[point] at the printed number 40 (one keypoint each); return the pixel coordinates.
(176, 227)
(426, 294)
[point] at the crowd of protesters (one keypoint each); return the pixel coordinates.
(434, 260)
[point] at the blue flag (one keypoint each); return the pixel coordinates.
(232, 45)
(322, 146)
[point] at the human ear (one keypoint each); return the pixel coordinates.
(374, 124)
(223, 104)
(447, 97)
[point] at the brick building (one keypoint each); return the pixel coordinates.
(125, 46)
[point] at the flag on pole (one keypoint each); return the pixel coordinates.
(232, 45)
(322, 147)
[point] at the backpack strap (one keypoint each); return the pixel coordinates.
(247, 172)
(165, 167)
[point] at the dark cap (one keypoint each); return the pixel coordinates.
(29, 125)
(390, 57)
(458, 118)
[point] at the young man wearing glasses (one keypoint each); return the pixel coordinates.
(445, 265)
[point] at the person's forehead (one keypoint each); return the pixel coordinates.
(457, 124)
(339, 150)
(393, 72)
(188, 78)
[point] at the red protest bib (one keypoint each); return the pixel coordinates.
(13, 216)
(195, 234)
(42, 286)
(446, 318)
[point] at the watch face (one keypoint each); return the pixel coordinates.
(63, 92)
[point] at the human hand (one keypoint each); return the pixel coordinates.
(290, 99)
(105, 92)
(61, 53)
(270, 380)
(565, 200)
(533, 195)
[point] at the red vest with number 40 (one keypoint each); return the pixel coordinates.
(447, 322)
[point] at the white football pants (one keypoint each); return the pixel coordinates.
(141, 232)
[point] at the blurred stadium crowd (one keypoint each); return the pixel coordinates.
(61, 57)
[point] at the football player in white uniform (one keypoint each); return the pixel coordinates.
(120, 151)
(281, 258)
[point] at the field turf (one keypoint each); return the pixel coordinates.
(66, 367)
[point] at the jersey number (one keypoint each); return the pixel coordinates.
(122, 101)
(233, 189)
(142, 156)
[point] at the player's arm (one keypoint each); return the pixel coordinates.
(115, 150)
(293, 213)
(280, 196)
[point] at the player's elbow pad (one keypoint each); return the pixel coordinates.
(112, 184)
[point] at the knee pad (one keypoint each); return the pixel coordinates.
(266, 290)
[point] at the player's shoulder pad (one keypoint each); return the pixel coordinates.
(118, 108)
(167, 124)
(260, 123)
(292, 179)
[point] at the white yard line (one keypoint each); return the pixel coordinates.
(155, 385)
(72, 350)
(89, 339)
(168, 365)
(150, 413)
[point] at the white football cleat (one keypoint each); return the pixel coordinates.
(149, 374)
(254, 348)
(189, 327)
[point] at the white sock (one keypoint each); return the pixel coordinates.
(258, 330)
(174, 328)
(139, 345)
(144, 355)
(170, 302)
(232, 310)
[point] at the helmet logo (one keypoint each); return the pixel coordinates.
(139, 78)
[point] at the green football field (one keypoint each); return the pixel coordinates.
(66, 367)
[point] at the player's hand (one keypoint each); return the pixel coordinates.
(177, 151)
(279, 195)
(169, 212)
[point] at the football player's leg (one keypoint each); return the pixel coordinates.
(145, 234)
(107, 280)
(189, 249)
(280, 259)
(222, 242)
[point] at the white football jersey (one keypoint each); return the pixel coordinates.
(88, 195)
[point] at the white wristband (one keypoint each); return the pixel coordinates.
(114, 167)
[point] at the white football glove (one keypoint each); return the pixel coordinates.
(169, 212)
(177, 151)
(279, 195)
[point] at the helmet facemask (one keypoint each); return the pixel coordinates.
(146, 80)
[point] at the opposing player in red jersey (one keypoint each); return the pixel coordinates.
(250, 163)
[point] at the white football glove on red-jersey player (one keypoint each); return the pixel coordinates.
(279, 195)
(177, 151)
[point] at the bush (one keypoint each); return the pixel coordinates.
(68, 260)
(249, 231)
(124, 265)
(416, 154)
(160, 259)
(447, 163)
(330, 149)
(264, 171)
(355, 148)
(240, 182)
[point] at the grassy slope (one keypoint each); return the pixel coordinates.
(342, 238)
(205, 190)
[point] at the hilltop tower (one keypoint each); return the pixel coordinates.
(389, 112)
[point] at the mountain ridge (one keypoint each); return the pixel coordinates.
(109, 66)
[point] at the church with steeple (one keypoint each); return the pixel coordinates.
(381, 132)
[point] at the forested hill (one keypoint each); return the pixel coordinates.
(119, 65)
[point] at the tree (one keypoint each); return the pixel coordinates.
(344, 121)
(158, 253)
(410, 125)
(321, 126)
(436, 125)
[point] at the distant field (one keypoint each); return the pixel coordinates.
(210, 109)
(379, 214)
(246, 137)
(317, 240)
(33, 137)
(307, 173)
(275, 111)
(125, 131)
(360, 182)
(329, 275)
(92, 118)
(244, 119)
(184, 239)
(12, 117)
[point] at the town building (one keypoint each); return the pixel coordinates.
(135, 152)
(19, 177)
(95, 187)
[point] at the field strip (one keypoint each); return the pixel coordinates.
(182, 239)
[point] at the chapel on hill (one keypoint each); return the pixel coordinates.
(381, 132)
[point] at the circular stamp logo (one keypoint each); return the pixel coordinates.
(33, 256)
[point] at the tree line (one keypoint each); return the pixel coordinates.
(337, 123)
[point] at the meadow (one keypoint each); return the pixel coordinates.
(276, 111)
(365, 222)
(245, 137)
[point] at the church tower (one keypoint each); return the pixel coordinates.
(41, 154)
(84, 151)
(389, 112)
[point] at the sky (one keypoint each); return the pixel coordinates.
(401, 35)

———

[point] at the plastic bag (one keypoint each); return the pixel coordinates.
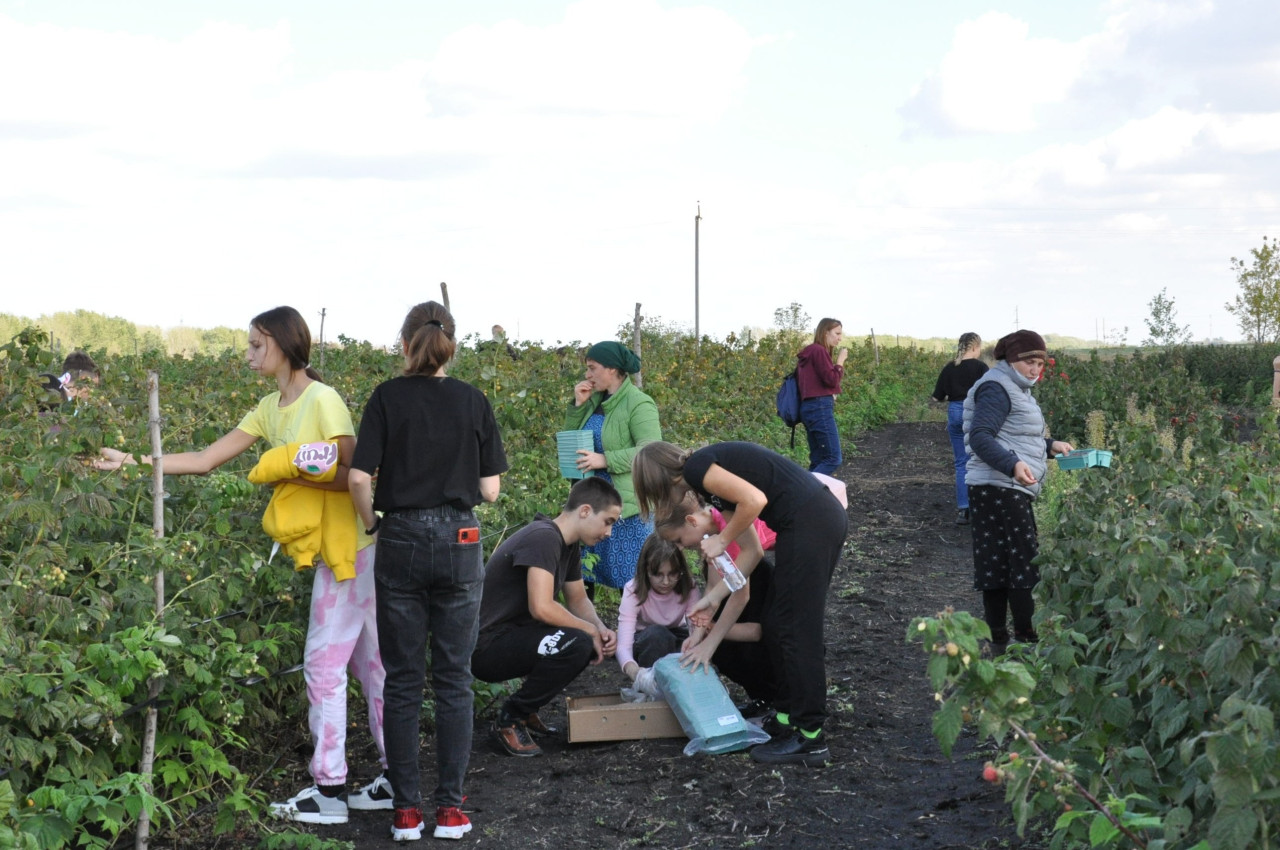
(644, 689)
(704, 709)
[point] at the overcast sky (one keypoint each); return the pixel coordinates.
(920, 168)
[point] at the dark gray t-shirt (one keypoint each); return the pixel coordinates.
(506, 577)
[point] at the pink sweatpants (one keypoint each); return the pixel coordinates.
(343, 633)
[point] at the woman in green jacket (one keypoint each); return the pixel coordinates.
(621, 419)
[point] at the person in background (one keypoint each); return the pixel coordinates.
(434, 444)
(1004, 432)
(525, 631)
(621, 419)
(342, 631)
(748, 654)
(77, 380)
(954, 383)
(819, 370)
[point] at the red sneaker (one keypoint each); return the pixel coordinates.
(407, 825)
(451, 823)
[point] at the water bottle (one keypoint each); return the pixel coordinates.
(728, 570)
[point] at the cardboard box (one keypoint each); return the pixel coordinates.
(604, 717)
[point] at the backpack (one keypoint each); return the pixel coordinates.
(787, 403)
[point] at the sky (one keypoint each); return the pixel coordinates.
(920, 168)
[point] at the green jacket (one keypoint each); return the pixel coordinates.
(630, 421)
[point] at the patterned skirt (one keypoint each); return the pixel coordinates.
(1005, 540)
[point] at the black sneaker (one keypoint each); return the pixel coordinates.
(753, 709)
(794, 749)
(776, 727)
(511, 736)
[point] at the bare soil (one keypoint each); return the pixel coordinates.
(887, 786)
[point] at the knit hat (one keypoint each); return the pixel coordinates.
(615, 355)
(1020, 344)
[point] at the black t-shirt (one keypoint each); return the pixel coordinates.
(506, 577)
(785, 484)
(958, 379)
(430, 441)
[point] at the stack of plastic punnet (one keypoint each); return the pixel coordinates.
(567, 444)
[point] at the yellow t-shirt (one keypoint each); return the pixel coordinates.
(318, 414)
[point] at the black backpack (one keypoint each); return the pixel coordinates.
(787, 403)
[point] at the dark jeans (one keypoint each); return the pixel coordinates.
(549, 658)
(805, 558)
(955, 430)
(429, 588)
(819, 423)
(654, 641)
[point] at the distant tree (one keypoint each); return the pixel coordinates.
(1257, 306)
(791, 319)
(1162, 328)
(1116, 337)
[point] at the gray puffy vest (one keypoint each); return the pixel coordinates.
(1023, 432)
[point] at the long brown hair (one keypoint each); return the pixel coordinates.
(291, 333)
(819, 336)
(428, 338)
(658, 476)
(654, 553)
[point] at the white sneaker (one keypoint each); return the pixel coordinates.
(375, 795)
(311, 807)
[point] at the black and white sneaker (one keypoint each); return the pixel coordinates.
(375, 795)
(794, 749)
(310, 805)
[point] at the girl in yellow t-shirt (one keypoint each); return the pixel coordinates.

———

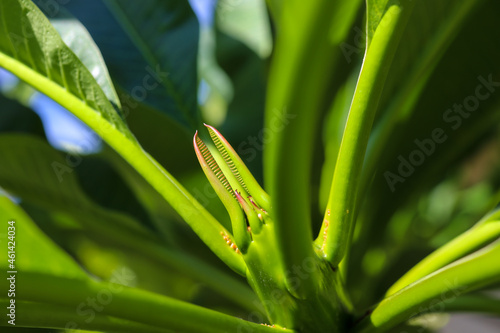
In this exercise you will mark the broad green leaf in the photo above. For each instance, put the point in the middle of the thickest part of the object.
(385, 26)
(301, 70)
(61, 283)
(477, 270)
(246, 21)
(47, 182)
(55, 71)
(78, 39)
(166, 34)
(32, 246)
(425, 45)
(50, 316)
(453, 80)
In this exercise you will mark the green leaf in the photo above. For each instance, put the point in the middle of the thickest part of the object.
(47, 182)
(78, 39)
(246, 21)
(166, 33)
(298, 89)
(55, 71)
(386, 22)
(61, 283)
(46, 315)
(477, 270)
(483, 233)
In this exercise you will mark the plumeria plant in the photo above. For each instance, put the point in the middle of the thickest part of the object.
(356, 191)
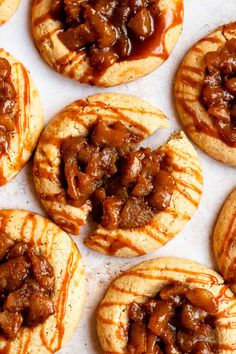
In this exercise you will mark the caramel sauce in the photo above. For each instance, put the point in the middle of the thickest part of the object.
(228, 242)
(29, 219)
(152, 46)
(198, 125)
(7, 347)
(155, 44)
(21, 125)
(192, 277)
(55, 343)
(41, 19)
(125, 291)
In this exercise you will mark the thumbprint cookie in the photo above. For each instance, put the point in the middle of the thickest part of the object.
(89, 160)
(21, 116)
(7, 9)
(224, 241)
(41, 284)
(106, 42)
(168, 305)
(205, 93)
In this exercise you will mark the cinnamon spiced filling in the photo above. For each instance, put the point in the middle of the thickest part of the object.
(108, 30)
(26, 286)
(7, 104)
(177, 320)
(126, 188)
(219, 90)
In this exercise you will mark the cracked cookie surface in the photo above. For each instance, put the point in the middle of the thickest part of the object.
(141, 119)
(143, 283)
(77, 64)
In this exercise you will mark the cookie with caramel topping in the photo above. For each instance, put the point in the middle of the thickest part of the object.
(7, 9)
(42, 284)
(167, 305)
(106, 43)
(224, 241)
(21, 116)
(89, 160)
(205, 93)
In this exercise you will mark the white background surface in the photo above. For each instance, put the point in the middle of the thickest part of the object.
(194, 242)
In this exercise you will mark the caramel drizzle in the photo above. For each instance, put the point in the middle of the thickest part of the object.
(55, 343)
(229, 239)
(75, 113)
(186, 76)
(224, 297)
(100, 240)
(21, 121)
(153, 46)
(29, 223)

———

YOUR OBJECTIVE: Beginning with the line that has "[point] at the black and" and ending with the line that has "[point] at the girl", set down the lines above exactly and include no others.

RESULT OF THIS EXERCISE:
[point] at the black and white sneaker (one keypoint each); return the pixel coordinates.
(375, 795)
(794, 749)
(310, 805)
[point] at the girl in yellow t-shirt (one keypoint each); return the pixel coordinates.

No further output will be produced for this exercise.